• [WRITTEN REQUEST] Pick up the Walker Percy tribute below at its final sentence and write what comes next.

After Walker Percy’s death, many of our customers expressed their sympathy for our loss. We really appreciated that, and we want to thank them. Many also voiced their own great sorrow. Some of the people who were most saddened did not even know him personally, but they had read his books and felt, and we understand why, that he knew them.

As a writer, his greatest gift was getting right to the heart of the matter, putting his finger right on the crucial spot. The dry humor with which he did this made his books startlingly funny, while at the same time, breathtakingly important. With regard to his faith in God and Catholicism, it was his intelligent soft-handedness that won him respect from non-believers as well as believers.

We have lost a great friend, and we remember him gratefully.

We are thrilled that Maple Street is coming to St. Francisville for the Weekend to sell Percy titles, and maybe a few others. I saw their collection of Walker Percy postcards — you won’t be able to find these anywhere else. They also showed me a copy of a book the shop printed — and it’s autographed by both Walker Percy and Eudora Welty. They’ll have it and some others for sale here in town too, so if you’re coming to the festival, bring your money. They’re great people, and you’ll be pleased to meet them and ask them about Percy. They gave me that bumper sticker above for my car.

• [DATA SECTION]
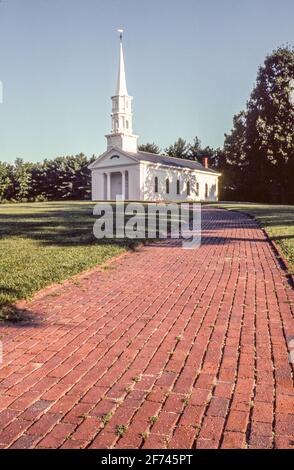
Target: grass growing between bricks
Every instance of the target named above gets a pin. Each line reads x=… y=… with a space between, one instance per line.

• [ANSWER TO THIS PROBLEM]
By the way, we’re fast coming up on last call for Walker Percy Weekend tickets. Our planning committee is having a final pre-festival meeting on Thursday, and we’re going to have to decide when to cut off ticket sales for the crawfish boil (Friday) and the cochon de lait (Saturday) — this, so we can make sure we have enough food and table settings for everyone. If you are planning to come, please do not put off buying your tickets any longer. It will not be possible to come on the day of the festival and come to the dinners. The panel discussions will be free and open to the public, but those who have reserved seats will of course be given seats first. Here’s the link to buy tickets online.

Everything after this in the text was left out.